▶ Compito: Estrai dall'ordinanza della Cassazione il passo che inizia con "Ministero Dell’interno, (OMISSIS);" e finisce con "Dott. NAZZICONE LOREDANA.", riportandolo senza alcuna modifica.

Sentenza Sentenza Cassazione Civile n. 9454 del 09/04/2021

Cassazione civile sez. I, 09/04/2021, (ud. 11/02/2021, dep. 09/04/2021), n.9454

LA CORTE SUPREMA DI CASSAZIONE

SEZIONE PRIMA CIVILE

Composta dagli Ill.mi Sigg.ri Magistrati:

Dott. DE CHIARA Carlo – Presidente –

Dott. ACIERNO Maria – Consigliere –

Dott. NAZZICONE Loredana – rel. Consigliere –

Dott. FALABELLA Massimo – Consigliere –

Dott. CARADONNA Lunella – Consigliere –

ha pronunciato la seguente:

ORDINANZA

sul ricorso 18359/2019 proposto da:

L.B., elettivamente domiciliato in Ferrara, Via Guglielmo

degli Adelardi n. 61, presso lo studio dell’avv. Simona Maggiolini,

con procura in calce al ricorso;

– ricorrente –

contro

Ministero Dell’interno, (OMISSIS);

– intimato –

avverso il decreto del TRIBUNALE di BOLOGNA, depositato il

13/05/2019;

udita la relazione della causa svolta nella camera di consiglio del

11/02/2021 da Dott. NAZZICONE LOREDANA.

 

Fatto

FATTI DI CAUSA

E’ proposto ricorso avverso il decreto del Tribunale di Bologna del 13.5.2019, n. 2251, il quale ha rigettato il ricorso in opposizione innanzi a sè contro il provvedimento della Commissione territoriale di diniego dell’istanza di riconoscimento della protezione internazionale e di quella umanitaria.

▶ Dati di partenza:
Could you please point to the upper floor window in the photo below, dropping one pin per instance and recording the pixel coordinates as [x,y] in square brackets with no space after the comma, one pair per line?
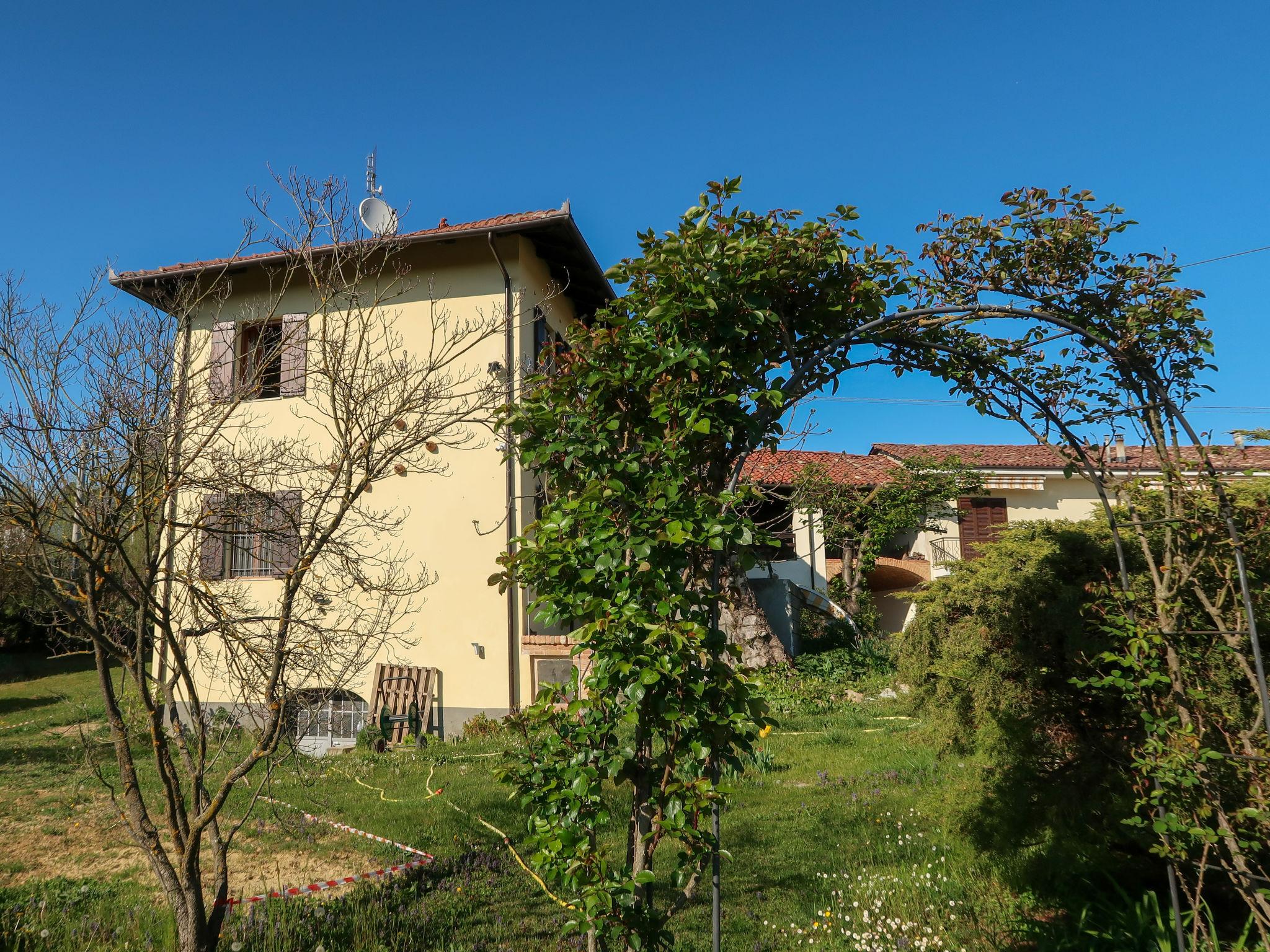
[259,359]
[258,363]
[546,343]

▶ Soluzione:
Ministero Dell’interno, (OMISSIS);

– intimato –

avverso il decreto del TRIBUNALE di BOLOGNA, depositato il

13/05/2019;

udita la relazione della causa svolta nella camera di consiglio del

11/02/2021 da Dott. NAZZICONE LOREDANA.